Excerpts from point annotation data
--- start ---
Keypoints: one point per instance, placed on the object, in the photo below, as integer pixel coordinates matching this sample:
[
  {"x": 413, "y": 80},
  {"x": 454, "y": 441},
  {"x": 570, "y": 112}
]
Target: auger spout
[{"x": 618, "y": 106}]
--- end ---
(Task requirements) Retype every entry above word for word, keeping each line as it appears.

(Full response)
Keypoints: one point per instance, placed on the object, in the photo below, as integer pixel coordinates matching this sample:
[
  {"x": 413, "y": 80},
  {"x": 454, "y": 441},
  {"x": 570, "y": 112}
]
Target: auger spout
[{"x": 618, "y": 106}]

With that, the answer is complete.